■ WHAT TO WORK ON
Please read the forum thread below about sausage smoking wood. Then decide whether each statement agrees with it, answering yes or no and quoting the exact words of the thread that decide it: (a) the cherry wood from the cousin's trees has fully dried; (b) one poster says cherry wood adds a red color; (c) one poster says conifers are a good choice for smoking.

## BEGIN PROVIDED TEXT

# Smoke sausage wood



## beggar (Oct 29, 2019)

we always have used oak to smoke, but this year (cousin Tom) who owns the smokehouse recently had several cherry trees cut down and wants to use the cherry. It hasn't had time to dry all the way. We'll probably wind up using both. How you'll think that will work, all cherry or mixed with oak? 
P.S. We do all our sausage at one time, if that clears up the same thing I would have been wondering. Thanks fellas


----------



## Braz (Oct 29, 2019)

Should work just fine.


----------



## beggar (Oct 29, 2019)

Braz said:


> Should work just fine.


thanks


----------



## smokerjim (Oct 29, 2019)

although i'm a hickory fan I think either way would work just fine for you


----------



## fivetricks (Oct 29, 2019)

Cherry is awesome to smoke. Not sure what format of smoker you have, but I cut the wood that I'm rushing to use into smaller "biscuit" style cuts (think coaster looking) and this are ready to go in a few weeks! Toss them on hot coals and they work just dandy


----------



## kmmamm (Oct 29, 2019)

Will work, recommend the cherry is fully cured.  I tried some once that wasn’t fully cured and it imparted a bitter flavor. Used the same wood after it was cured and no issues.


----------



## jcam222 (Oct 29, 2019)

I love cherry for the color it imparts too. I mix it often with all the other woods I use. Not sure about using it if its not seasoned yet. I rushed some apple wood and it was not working out well / was too smokey and seemed acrid. I actually opened up my smoker and pulled it with tongs and threw in some other wood chunks.


----------



## fivetricks (Oct 29, 2019)

Wet wood = bitter flavor. Almost like using mesquite where it doesn't belong imho.


----------



## foamheart (Oct 29, 2019)

You can use nearly any wood (Except conifers) to smoke with, when applied properly. Its just takes some time and experience. Most all fruits are considered "light" smoke,  and you can use them anywhere. Cherry wood surprisingly enough, adds a really pretty red color. Below is a picture of some andouille I did with I believe corn cob and cherry. Note that red color.








The red color is very predominate on foul.


----------



## Fueling Around (Oct 29, 2019)

Yep fully seasoned is the only route.
I don't use straight cherry either.  When I wood only, my preference is a neutral ash with a cherry chunk for the first hours.


----------

## END PROVIDED TEXT
## BEGIN DATA

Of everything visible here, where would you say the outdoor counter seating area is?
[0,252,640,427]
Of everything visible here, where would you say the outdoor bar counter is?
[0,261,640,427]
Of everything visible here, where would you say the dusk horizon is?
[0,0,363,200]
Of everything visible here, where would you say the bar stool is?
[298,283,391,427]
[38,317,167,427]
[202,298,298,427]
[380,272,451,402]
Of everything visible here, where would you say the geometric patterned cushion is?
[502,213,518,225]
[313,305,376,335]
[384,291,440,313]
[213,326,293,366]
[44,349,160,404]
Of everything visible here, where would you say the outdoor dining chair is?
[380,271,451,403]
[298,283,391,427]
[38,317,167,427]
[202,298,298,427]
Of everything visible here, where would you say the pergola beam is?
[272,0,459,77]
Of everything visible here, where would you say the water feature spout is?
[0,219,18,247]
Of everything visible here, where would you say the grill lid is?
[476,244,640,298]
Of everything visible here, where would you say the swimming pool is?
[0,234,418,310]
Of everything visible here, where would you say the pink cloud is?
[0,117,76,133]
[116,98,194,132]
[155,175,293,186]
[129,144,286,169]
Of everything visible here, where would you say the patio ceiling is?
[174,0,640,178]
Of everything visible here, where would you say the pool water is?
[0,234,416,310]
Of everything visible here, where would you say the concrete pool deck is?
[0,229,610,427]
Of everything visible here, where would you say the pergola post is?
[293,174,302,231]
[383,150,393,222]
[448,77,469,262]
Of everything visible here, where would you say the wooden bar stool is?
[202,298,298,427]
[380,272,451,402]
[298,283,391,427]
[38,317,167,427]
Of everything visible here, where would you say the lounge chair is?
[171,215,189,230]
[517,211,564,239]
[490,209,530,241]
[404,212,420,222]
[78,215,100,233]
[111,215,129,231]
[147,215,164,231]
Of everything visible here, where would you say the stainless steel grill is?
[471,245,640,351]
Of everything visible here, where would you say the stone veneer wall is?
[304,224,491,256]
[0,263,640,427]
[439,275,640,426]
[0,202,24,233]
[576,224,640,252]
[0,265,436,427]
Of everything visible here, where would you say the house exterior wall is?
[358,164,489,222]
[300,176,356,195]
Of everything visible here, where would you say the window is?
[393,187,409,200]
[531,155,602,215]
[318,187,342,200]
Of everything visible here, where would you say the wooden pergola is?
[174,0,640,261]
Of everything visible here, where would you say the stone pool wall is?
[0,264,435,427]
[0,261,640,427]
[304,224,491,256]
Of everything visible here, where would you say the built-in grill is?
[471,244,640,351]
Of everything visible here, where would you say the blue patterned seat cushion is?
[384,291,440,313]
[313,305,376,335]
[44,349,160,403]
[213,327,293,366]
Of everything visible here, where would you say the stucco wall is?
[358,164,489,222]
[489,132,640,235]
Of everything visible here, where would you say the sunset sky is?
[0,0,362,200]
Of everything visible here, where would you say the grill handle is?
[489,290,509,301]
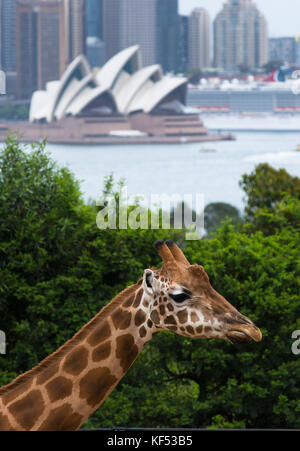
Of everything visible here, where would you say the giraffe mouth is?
[226,331,252,345]
[226,327,262,345]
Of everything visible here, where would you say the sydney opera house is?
[0,45,232,144]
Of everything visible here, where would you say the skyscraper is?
[269,36,299,64]
[120,0,157,66]
[86,0,103,39]
[0,0,17,72]
[102,0,122,61]
[63,0,87,63]
[178,16,189,73]
[188,8,210,70]
[16,0,66,99]
[155,0,180,72]
[214,0,268,72]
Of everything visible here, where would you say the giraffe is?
[0,240,262,431]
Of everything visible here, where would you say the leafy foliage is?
[0,142,300,428]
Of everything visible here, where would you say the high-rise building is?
[178,16,189,73]
[120,0,157,66]
[0,0,17,96]
[0,0,17,72]
[102,0,122,61]
[63,0,87,63]
[86,36,105,67]
[269,37,299,64]
[86,0,103,39]
[16,0,66,99]
[102,0,179,71]
[188,8,211,71]
[155,0,180,72]
[214,0,268,72]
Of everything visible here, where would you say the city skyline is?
[179,0,300,37]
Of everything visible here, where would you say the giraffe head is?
[143,241,262,344]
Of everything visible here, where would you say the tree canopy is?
[0,138,300,428]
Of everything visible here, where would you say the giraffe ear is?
[143,269,154,291]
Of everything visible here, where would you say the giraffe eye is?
[169,293,191,303]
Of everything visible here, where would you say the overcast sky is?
[179,0,300,36]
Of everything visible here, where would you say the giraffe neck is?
[0,281,155,430]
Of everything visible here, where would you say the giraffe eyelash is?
[169,292,191,303]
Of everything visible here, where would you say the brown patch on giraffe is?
[1,381,32,406]
[177,309,188,324]
[133,288,144,308]
[87,321,111,346]
[122,294,134,308]
[150,310,159,324]
[143,299,149,308]
[134,309,146,327]
[191,312,199,323]
[116,334,139,372]
[159,305,166,315]
[38,404,83,431]
[167,326,177,332]
[92,342,111,362]
[139,326,147,338]
[186,326,195,335]
[80,367,117,407]
[62,346,89,376]
[111,309,131,330]
[8,390,45,431]
[165,315,177,324]
[46,376,73,402]
[36,363,59,385]
[0,413,14,431]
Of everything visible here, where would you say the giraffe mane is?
[0,278,143,396]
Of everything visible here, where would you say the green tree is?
[0,139,300,428]
[204,202,241,233]
[240,163,300,221]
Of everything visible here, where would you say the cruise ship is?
[187,75,300,115]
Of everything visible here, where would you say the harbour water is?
[47,131,300,210]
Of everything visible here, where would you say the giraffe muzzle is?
[226,325,262,344]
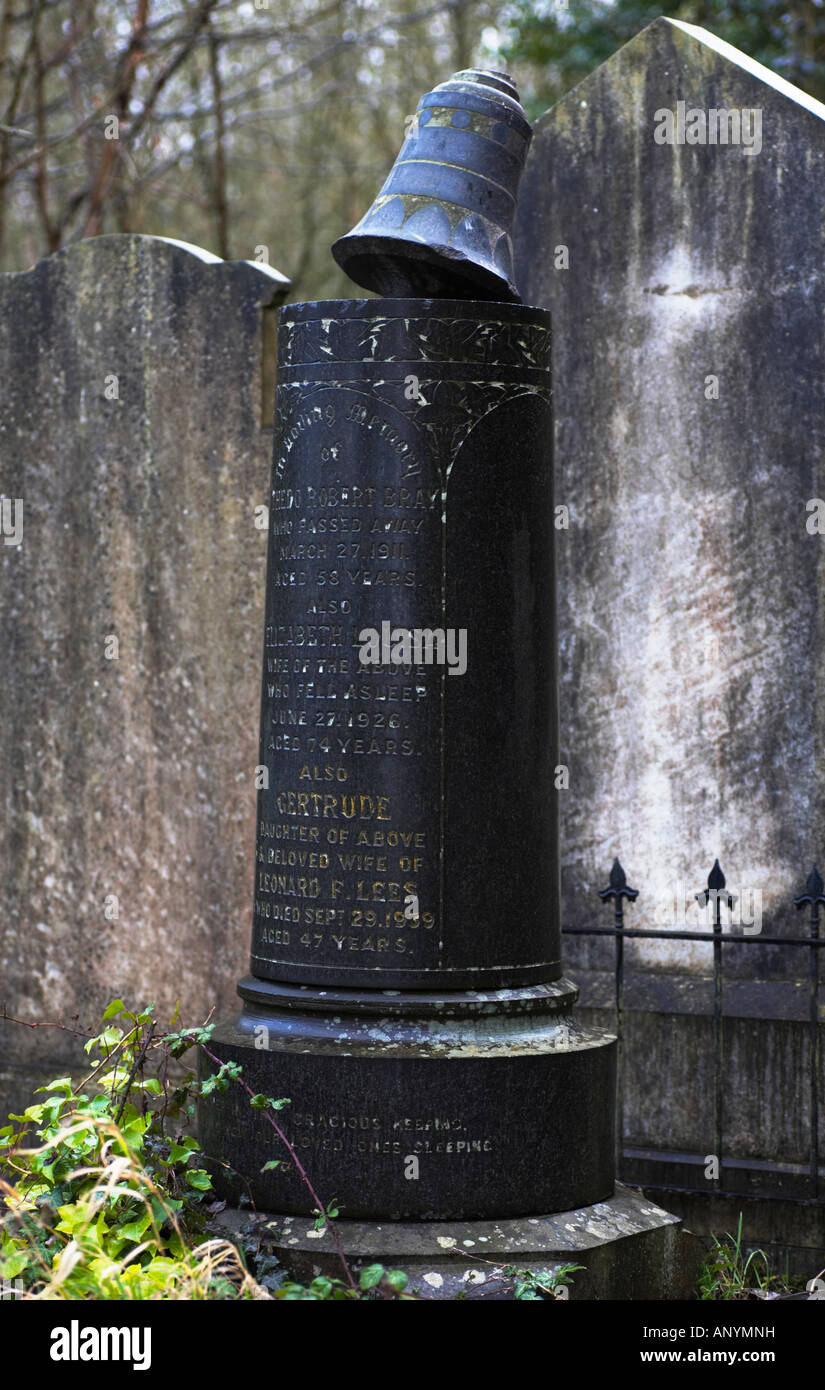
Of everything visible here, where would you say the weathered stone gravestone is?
[517,19,825,1244]
[0,236,288,1113]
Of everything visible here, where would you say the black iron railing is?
[563,859,825,1202]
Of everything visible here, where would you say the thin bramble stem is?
[193,1038,358,1293]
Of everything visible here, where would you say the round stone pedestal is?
[200,977,615,1220]
[208,1186,704,1302]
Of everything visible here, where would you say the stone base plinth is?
[209,1187,701,1301]
[200,979,615,1220]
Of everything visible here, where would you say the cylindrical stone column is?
[201,299,615,1219]
[251,299,561,990]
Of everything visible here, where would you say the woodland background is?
[0,0,825,299]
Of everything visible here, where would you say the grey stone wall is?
[0,236,288,1098]
[517,19,825,977]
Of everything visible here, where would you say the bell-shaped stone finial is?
[332,70,532,302]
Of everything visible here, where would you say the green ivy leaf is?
[358,1265,385,1289]
[186,1168,213,1193]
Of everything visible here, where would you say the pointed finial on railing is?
[599,859,639,906]
[696,859,736,908]
[793,865,825,909]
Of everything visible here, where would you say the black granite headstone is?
[201,299,615,1220]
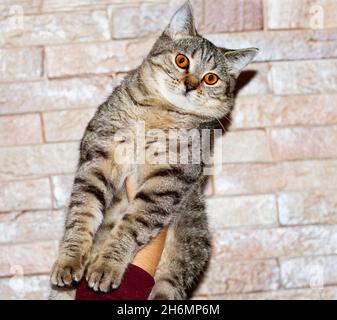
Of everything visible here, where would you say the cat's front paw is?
[86,256,126,292]
[50,253,87,287]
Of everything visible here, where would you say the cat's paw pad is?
[50,254,85,287]
[149,280,183,300]
[86,257,125,293]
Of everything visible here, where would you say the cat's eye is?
[203,72,219,86]
[176,53,190,69]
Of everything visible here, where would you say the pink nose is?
[184,78,199,92]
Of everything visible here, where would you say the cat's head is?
[147,1,258,118]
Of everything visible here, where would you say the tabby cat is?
[51,2,258,299]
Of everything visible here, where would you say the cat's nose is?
[184,78,199,93]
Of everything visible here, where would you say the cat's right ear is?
[164,1,197,40]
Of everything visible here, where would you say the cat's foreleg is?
[87,166,190,292]
[51,158,120,287]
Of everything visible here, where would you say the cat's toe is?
[86,258,125,292]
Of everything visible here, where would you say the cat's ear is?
[225,48,259,77]
[164,1,197,39]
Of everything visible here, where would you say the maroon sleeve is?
[76,264,154,300]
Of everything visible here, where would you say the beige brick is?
[0,179,51,211]
[0,11,110,46]
[51,175,74,208]
[270,126,337,160]
[0,48,43,82]
[0,114,42,146]
[270,60,337,95]
[0,77,114,114]
[281,160,337,191]
[214,225,337,261]
[237,63,270,97]
[0,210,64,243]
[278,190,337,225]
[108,0,202,39]
[215,160,337,195]
[200,287,337,300]
[206,29,337,61]
[0,275,50,300]
[0,241,58,277]
[214,163,284,195]
[266,0,337,29]
[194,259,279,295]
[217,130,271,163]
[0,142,79,180]
[46,39,154,78]
[207,195,278,229]
[43,109,96,141]
[42,0,165,12]
[280,256,337,288]
[232,94,337,129]
[108,3,173,39]
[204,0,263,32]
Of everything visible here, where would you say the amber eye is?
[204,72,219,86]
[176,53,190,69]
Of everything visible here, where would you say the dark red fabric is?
[76,264,154,300]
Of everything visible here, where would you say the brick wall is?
[0,0,337,299]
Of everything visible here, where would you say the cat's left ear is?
[164,1,197,40]
[225,48,259,77]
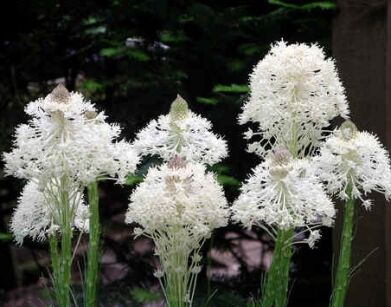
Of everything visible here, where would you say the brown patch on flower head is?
[167,155,186,168]
[272,147,292,165]
[339,119,358,141]
[50,83,71,103]
[84,111,98,119]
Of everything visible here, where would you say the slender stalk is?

## END DATA

■ FULL SOLUTION
(a) No: "It hasn't had time to dry all the way."
(b) Yes: "Cherry wood surprisingly enough, adds a really pretty red color."
(c) No: "You can use nearly any wood (Except conifers) to smoke with"